Passage for review:
---+---
I have found myself doing exactly that at times, plugging in numbers. For instance, if I am asked to prove by counterexample that an assertion is false, my first impulse is to plug numbers in.
For all x, u, y, and v in {real numbers}: if x < u and y < u, then x*y < u*v.
The trick not to try to find a case where x*y > u*v, but simply a case where x*y is not less than u*v; in other words, showing a case where x*y = u*v is sufficient in order to contradict the conclusion, x*y < u*v.
So we can plug in negative and positive ones.
let x = -1 and u = 1
let y = -1 and v = 1
then x < u, y < v; and we have x*y = (-1)*(-1) = 1 and u*v = (1)*(1) = 1;
hence xy = uv, and we have proven by counterexample that the assertion is false.
These are the easiest kind of proofs where we just have to show a counterexample, and it invariably involves plugging in numbers.
I try not to type up too much about specific exercises since I don't want to bore you with tedium.
What the boy in the market place is doing is actually the definition of multiplication, where multiplication is a series of additions.
I would be stumped on how to go about teaching arithmetic to children. There were supposedly educational experiments in Africa, where "it takes a village to raise a child". What they have been doing there for a long time is having children teach children. Their philosophy is that a child a little beyond the level being taught has a clearer idea of the nature of the conceptual mental blocks that can cause difficulties, and they are far more patient in helping a child to gain insight.
My nephew was home-schooled, and he would experience a mental block when looking at the formal definition of absolute value. You see, when he saw "-x", he read "negative x", but the definition means the opposite sign of x. So, here, "-x" is a positive number.
You know, abs(x) = x if x > 0 and -x if x < 0.
say x = -5
then abs(-5) = 5; and I could see how frustrated my nephew would become because, in his mind, x is 5 and -x meant -5. In the definition, -x means -(-5) = 5.
He would become quite angry.
---+---
Information given:
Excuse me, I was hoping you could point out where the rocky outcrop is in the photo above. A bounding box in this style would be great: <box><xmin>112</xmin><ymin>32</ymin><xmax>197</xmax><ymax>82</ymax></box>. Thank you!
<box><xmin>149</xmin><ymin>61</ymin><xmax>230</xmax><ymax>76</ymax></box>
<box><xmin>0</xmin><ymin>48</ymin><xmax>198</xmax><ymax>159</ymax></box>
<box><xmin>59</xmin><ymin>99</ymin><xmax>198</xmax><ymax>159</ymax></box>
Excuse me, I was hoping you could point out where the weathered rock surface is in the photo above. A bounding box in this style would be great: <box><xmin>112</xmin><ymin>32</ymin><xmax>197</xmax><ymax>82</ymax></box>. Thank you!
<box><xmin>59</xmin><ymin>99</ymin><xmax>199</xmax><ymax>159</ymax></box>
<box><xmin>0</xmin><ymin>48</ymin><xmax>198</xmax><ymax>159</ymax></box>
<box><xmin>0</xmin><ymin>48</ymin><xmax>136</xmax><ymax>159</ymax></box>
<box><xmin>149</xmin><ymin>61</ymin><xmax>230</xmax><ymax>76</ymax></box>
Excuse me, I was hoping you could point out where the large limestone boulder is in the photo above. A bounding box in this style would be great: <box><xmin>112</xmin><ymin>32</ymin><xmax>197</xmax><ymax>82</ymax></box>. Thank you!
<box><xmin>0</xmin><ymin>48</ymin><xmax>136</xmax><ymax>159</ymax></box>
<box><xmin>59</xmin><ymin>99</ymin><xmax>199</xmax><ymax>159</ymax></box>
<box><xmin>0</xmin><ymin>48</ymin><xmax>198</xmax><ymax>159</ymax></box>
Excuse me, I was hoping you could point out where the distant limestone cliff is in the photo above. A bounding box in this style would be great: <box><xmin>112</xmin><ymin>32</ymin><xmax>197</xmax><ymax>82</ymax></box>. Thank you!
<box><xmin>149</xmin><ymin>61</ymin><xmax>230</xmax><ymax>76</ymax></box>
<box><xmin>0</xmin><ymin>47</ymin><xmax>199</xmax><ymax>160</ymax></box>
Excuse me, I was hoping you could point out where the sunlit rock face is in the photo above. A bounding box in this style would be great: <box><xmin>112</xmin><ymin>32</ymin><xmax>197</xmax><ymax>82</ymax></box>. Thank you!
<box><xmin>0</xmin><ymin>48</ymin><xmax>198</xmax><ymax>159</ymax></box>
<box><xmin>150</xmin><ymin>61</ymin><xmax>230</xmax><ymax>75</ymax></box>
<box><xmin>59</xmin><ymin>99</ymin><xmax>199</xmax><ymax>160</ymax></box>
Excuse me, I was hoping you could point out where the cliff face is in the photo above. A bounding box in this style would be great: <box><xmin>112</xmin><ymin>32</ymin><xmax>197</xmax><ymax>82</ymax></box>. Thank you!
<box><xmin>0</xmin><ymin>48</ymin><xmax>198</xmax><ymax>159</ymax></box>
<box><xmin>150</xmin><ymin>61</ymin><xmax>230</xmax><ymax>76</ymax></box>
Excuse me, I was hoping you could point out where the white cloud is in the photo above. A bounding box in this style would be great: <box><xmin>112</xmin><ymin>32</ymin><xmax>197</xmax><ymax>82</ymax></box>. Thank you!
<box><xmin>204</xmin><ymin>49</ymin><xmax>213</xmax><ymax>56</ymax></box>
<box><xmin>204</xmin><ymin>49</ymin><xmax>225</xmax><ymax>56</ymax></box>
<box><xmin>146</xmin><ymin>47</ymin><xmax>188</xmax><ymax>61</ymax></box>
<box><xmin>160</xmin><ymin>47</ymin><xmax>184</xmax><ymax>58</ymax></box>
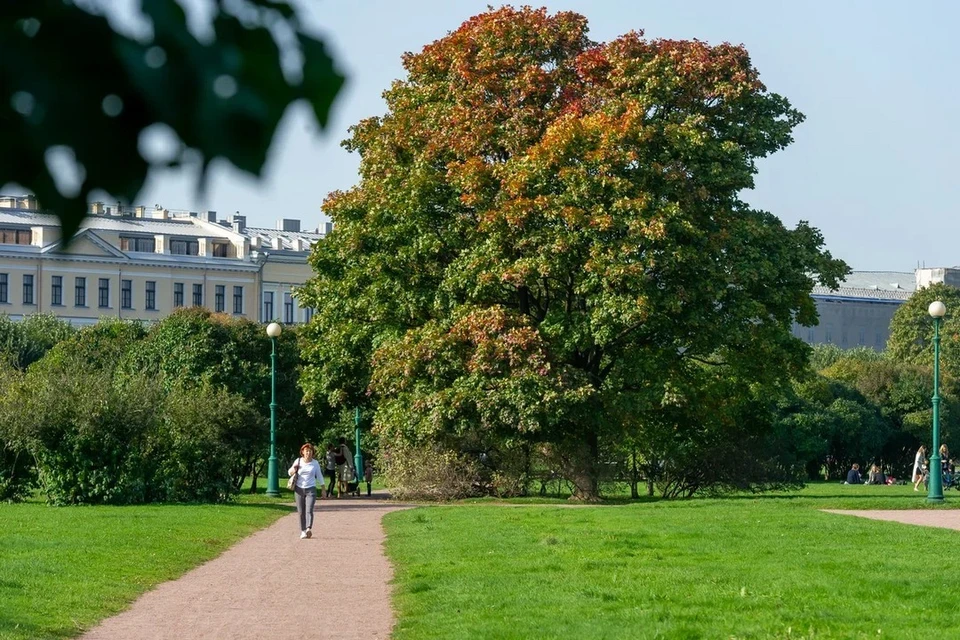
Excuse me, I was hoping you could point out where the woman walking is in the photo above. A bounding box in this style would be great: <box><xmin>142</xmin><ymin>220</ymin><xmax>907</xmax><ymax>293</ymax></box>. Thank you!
<box><xmin>913</xmin><ymin>445</ymin><xmax>927</xmax><ymax>491</ymax></box>
<box><xmin>287</xmin><ymin>442</ymin><xmax>323</xmax><ymax>540</ymax></box>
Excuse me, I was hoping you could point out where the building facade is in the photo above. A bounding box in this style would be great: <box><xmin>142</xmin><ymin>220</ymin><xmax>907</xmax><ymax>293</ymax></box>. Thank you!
<box><xmin>0</xmin><ymin>196</ymin><xmax>329</xmax><ymax>324</ymax></box>
<box><xmin>793</xmin><ymin>271</ymin><xmax>919</xmax><ymax>351</ymax></box>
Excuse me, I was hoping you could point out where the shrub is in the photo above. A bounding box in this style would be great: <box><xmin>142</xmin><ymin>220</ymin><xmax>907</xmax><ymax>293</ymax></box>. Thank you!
<box><xmin>380</xmin><ymin>441</ymin><xmax>482</xmax><ymax>500</ymax></box>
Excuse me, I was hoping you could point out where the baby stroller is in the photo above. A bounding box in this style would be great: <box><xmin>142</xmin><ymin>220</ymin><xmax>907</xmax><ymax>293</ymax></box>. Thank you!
<box><xmin>342</xmin><ymin>465</ymin><xmax>360</xmax><ymax>498</ymax></box>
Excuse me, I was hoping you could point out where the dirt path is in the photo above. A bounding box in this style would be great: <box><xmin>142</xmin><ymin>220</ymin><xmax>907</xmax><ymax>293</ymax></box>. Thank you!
<box><xmin>824</xmin><ymin>509</ymin><xmax>960</xmax><ymax>531</ymax></box>
<box><xmin>83</xmin><ymin>494</ymin><xmax>407</xmax><ymax>640</ymax></box>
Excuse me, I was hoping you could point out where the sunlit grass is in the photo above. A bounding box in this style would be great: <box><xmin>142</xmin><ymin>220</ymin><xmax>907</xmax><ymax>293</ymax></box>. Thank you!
<box><xmin>385</xmin><ymin>483</ymin><xmax>960</xmax><ymax>640</ymax></box>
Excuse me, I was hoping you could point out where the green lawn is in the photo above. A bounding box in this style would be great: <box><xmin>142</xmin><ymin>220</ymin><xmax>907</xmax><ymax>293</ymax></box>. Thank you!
<box><xmin>0</xmin><ymin>492</ymin><xmax>291</xmax><ymax>640</ymax></box>
<box><xmin>385</xmin><ymin>483</ymin><xmax>960</xmax><ymax>640</ymax></box>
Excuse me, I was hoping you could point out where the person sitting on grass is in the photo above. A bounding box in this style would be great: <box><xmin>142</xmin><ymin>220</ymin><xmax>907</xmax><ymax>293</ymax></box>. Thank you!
<box><xmin>867</xmin><ymin>465</ymin><xmax>887</xmax><ymax>484</ymax></box>
<box><xmin>843</xmin><ymin>462</ymin><xmax>863</xmax><ymax>484</ymax></box>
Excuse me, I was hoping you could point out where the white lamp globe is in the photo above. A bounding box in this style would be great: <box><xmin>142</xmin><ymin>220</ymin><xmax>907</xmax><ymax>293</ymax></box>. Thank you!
<box><xmin>927</xmin><ymin>300</ymin><xmax>947</xmax><ymax>318</ymax></box>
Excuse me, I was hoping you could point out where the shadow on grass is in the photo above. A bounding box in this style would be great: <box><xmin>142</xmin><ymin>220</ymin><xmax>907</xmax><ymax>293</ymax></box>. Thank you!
<box><xmin>709</xmin><ymin>493</ymin><xmax>928</xmax><ymax>501</ymax></box>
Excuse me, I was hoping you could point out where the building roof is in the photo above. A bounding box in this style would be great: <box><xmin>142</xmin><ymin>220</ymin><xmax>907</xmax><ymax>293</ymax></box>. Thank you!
<box><xmin>243</xmin><ymin>227</ymin><xmax>324</xmax><ymax>251</ymax></box>
<box><xmin>811</xmin><ymin>271</ymin><xmax>917</xmax><ymax>300</ymax></box>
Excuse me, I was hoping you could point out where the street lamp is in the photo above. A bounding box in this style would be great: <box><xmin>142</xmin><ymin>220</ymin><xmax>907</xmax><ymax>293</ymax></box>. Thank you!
<box><xmin>927</xmin><ymin>300</ymin><xmax>947</xmax><ymax>502</ymax></box>
<box><xmin>267</xmin><ymin>322</ymin><xmax>283</xmax><ymax>497</ymax></box>
<box><xmin>353</xmin><ymin>407</ymin><xmax>363</xmax><ymax>482</ymax></box>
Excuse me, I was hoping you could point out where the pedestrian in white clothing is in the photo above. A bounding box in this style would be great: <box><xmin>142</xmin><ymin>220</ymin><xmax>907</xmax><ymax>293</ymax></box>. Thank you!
<box><xmin>287</xmin><ymin>442</ymin><xmax>323</xmax><ymax>540</ymax></box>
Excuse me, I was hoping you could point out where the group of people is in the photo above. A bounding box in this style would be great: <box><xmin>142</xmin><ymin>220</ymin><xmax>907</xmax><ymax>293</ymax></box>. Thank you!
<box><xmin>287</xmin><ymin>438</ymin><xmax>373</xmax><ymax>540</ymax></box>
<box><xmin>913</xmin><ymin>444</ymin><xmax>956</xmax><ymax>491</ymax></box>
<box><xmin>836</xmin><ymin>444</ymin><xmax>956</xmax><ymax>491</ymax></box>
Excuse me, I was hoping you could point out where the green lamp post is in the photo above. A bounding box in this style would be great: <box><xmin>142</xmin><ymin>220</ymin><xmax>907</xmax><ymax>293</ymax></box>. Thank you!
<box><xmin>267</xmin><ymin>322</ymin><xmax>283</xmax><ymax>497</ymax></box>
<box><xmin>927</xmin><ymin>300</ymin><xmax>947</xmax><ymax>502</ymax></box>
<box><xmin>353</xmin><ymin>407</ymin><xmax>363</xmax><ymax>487</ymax></box>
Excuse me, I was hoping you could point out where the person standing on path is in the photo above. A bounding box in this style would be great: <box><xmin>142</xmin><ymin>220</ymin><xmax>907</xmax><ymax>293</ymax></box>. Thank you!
<box><xmin>287</xmin><ymin>442</ymin><xmax>323</xmax><ymax>540</ymax></box>
<box><xmin>913</xmin><ymin>445</ymin><xmax>927</xmax><ymax>491</ymax></box>
<box><xmin>324</xmin><ymin>443</ymin><xmax>337</xmax><ymax>498</ymax></box>
<box><xmin>335</xmin><ymin>438</ymin><xmax>357</xmax><ymax>498</ymax></box>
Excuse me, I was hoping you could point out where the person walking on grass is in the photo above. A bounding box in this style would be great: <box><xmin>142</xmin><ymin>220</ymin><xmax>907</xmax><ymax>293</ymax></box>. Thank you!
<box><xmin>844</xmin><ymin>462</ymin><xmax>863</xmax><ymax>484</ymax></box>
<box><xmin>913</xmin><ymin>445</ymin><xmax>927</xmax><ymax>491</ymax></box>
<box><xmin>287</xmin><ymin>442</ymin><xmax>323</xmax><ymax>540</ymax></box>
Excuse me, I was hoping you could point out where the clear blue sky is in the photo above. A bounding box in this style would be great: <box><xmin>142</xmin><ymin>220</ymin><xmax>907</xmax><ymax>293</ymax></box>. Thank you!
<box><xmin>139</xmin><ymin>0</ymin><xmax>960</xmax><ymax>271</ymax></box>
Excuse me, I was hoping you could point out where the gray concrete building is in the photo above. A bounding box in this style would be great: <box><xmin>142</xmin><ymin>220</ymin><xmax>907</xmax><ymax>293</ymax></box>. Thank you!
<box><xmin>793</xmin><ymin>270</ymin><xmax>912</xmax><ymax>351</ymax></box>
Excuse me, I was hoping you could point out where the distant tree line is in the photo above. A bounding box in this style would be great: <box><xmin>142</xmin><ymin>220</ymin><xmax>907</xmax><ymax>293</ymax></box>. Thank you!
<box><xmin>0</xmin><ymin>309</ymin><xmax>316</xmax><ymax>504</ymax></box>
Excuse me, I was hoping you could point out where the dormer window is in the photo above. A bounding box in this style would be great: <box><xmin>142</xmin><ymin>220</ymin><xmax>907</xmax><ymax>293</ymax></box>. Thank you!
<box><xmin>120</xmin><ymin>236</ymin><xmax>157</xmax><ymax>253</ymax></box>
<box><xmin>0</xmin><ymin>229</ymin><xmax>33</xmax><ymax>244</ymax></box>
<box><xmin>170</xmin><ymin>240</ymin><xmax>200</xmax><ymax>256</ymax></box>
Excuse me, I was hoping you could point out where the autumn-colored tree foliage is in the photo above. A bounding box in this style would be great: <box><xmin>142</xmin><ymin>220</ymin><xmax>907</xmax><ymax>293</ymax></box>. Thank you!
<box><xmin>301</xmin><ymin>7</ymin><xmax>846</xmax><ymax>498</ymax></box>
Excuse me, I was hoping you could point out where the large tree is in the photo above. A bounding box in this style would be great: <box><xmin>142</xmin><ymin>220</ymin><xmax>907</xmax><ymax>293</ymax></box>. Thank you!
<box><xmin>301</xmin><ymin>7</ymin><xmax>846</xmax><ymax>498</ymax></box>
<box><xmin>0</xmin><ymin>0</ymin><xmax>343</xmax><ymax>238</ymax></box>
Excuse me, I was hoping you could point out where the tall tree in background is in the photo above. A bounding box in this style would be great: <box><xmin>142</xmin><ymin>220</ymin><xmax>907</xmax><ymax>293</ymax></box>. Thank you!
<box><xmin>301</xmin><ymin>7</ymin><xmax>846</xmax><ymax>498</ymax></box>
<box><xmin>0</xmin><ymin>0</ymin><xmax>343</xmax><ymax>238</ymax></box>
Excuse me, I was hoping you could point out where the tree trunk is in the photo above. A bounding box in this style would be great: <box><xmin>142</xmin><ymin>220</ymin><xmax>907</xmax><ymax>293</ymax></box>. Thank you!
<box><xmin>567</xmin><ymin>433</ymin><xmax>600</xmax><ymax>502</ymax></box>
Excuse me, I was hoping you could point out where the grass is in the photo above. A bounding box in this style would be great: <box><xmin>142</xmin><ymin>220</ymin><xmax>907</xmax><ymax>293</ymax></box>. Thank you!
<box><xmin>385</xmin><ymin>483</ymin><xmax>960</xmax><ymax>640</ymax></box>
<box><xmin>0</xmin><ymin>490</ymin><xmax>290</xmax><ymax>640</ymax></box>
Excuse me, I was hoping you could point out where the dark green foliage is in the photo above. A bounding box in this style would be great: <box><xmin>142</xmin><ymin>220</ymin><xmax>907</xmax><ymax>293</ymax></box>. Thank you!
<box><xmin>299</xmin><ymin>7</ymin><xmax>848</xmax><ymax>499</ymax></box>
<box><xmin>0</xmin><ymin>0</ymin><xmax>343</xmax><ymax>238</ymax></box>
<box><xmin>27</xmin><ymin>370</ymin><xmax>162</xmax><ymax>504</ymax></box>
<box><xmin>0</xmin><ymin>309</ymin><xmax>310</xmax><ymax>504</ymax></box>
<box><xmin>0</xmin><ymin>313</ymin><xmax>74</xmax><ymax>371</ymax></box>
<box><xmin>150</xmin><ymin>385</ymin><xmax>268</xmax><ymax>502</ymax></box>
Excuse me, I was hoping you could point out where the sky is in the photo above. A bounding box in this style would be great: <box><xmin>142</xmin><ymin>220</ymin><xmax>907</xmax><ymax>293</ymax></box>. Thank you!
<box><xmin>109</xmin><ymin>0</ymin><xmax>960</xmax><ymax>271</ymax></box>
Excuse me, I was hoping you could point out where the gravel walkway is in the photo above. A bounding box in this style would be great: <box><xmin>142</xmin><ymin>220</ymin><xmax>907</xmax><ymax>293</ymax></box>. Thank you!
<box><xmin>83</xmin><ymin>493</ymin><xmax>407</xmax><ymax>640</ymax></box>
<box><xmin>824</xmin><ymin>509</ymin><xmax>960</xmax><ymax>531</ymax></box>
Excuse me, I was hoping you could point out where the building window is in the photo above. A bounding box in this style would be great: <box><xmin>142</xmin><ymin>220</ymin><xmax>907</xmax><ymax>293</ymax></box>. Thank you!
<box><xmin>120</xmin><ymin>237</ymin><xmax>157</xmax><ymax>253</ymax></box>
<box><xmin>143</xmin><ymin>280</ymin><xmax>157</xmax><ymax>311</ymax></box>
<box><xmin>263</xmin><ymin>291</ymin><xmax>273</xmax><ymax>322</ymax></box>
<box><xmin>263</xmin><ymin>291</ymin><xmax>273</xmax><ymax>322</ymax></box>
<box><xmin>0</xmin><ymin>229</ymin><xmax>33</xmax><ymax>244</ymax></box>
<box><xmin>170</xmin><ymin>240</ymin><xmax>200</xmax><ymax>256</ymax></box>
<box><xmin>23</xmin><ymin>274</ymin><xmax>33</xmax><ymax>304</ymax></box>
<box><xmin>73</xmin><ymin>277</ymin><xmax>87</xmax><ymax>307</ymax></box>
<box><xmin>50</xmin><ymin>276</ymin><xmax>63</xmax><ymax>307</ymax></box>
<box><xmin>97</xmin><ymin>278</ymin><xmax>110</xmax><ymax>309</ymax></box>
<box><xmin>233</xmin><ymin>287</ymin><xmax>243</xmax><ymax>313</ymax></box>
<box><xmin>120</xmin><ymin>280</ymin><xmax>133</xmax><ymax>309</ymax></box>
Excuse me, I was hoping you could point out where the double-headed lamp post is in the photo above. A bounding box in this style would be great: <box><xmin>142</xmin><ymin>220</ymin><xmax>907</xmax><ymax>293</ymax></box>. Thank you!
<box><xmin>353</xmin><ymin>407</ymin><xmax>363</xmax><ymax>487</ymax></box>
<box><xmin>927</xmin><ymin>300</ymin><xmax>947</xmax><ymax>502</ymax></box>
<box><xmin>267</xmin><ymin>322</ymin><xmax>283</xmax><ymax>497</ymax></box>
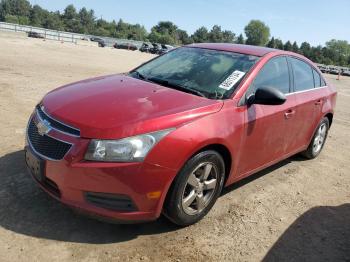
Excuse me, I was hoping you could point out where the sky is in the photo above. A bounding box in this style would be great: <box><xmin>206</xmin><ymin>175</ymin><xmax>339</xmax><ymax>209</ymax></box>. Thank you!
<box><xmin>30</xmin><ymin>0</ymin><xmax>350</xmax><ymax>45</ymax></box>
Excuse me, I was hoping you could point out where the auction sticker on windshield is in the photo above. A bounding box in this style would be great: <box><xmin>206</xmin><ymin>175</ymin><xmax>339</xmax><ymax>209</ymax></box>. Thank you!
<box><xmin>219</xmin><ymin>70</ymin><xmax>245</xmax><ymax>90</ymax></box>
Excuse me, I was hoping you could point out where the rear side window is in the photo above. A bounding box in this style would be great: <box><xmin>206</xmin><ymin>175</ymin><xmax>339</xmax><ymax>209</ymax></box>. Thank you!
<box><xmin>248</xmin><ymin>57</ymin><xmax>290</xmax><ymax>95</ymax></box>
<box><xmin>290</xmin><ymin>58</ymin><xmax>314</xmax><ymax>92</ymax></box>
<box><xmin>312</xmin><ymin>69</ymin><xmax>322</xmax><ymax>88</ymax></box>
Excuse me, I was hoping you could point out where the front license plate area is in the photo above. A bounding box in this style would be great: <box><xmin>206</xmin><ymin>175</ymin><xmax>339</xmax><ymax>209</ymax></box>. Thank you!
<box><xmin>25</xmin><ymin>148</ymin><xmax>45</xmax><ymax>182</ymax></box>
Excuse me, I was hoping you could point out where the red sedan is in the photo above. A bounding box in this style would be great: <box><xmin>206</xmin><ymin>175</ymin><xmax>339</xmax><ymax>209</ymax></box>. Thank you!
<box><xmin>25</xmin><ymin>44</ymin><xmax>336</xmax><ymax>225</ymax></box>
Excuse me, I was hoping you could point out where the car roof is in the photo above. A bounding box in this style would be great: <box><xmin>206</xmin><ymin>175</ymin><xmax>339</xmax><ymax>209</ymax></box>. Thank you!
<box><xmin>187</xmin><ymin>43</ymin><xmax>283</xmax><ymax>56</ymax></box>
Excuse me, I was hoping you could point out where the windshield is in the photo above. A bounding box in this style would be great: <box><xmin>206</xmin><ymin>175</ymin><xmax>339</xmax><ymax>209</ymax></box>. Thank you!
<box><xmin>130</xmin><ymin>47</ymin><xmax>259</xmax><ymax>99</ymax></box>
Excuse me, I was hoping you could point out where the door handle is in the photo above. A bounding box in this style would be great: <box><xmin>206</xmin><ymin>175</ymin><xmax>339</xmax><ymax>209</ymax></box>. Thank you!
<box><xmin>315</xmin><ymin>99</ymin><xmax>322</xmax><ymax>106</ymax></box>
<box><xmin>284</xmin><ymin>109</ymin><xmax>295</xmax><ymax>119</ymax></box>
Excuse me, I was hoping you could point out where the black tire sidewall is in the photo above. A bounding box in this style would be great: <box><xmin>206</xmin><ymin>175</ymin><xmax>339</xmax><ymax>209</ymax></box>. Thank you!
<box><xmin>164</xmin><ymin>150</ymin><xmax>225</xmax><ymax>226</ymax></box>
<box><xmin>307</xmin><ymin>117</ymin><xmax>329</xmax><ymax>158</ymax></box>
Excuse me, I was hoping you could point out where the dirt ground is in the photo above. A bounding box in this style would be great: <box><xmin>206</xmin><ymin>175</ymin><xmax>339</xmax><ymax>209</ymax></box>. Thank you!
<box><xmin>0</xmin><ymin>33</ymin><xmax>350</xmax><ymax>262</ymax></box>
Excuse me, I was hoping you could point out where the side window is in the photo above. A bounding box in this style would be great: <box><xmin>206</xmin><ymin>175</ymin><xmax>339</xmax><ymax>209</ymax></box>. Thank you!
<box><xmin>290</xmin><ymin>58</ymin><xmax>314</xmax><ymax>92</ymax></box>
<box><xmin>312</xmin><ymin>69</ymin><xmax>322</xmax><ymax>88</ymax></box>
<box><xmin>248</xmin><ymin>57</ymin><xmax>289</xmax><ymax>94</ymax></box>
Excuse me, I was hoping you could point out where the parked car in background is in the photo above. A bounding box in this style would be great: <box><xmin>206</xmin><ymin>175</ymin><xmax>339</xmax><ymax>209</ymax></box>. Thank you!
---+---
What the task asks:
Answer from the passage above on proofs and teaching arithmetic:
(a) In the counterexample, what values are given to x and u?
(b) In the educational experiments in Africa, who teaches the children?
(c) How did the nephew read "-x" when he saw it?

Result:
(a) x = -1 and u = 1.
(b) Other children, ones a little beyond the level being taught.
(c) As "negative x".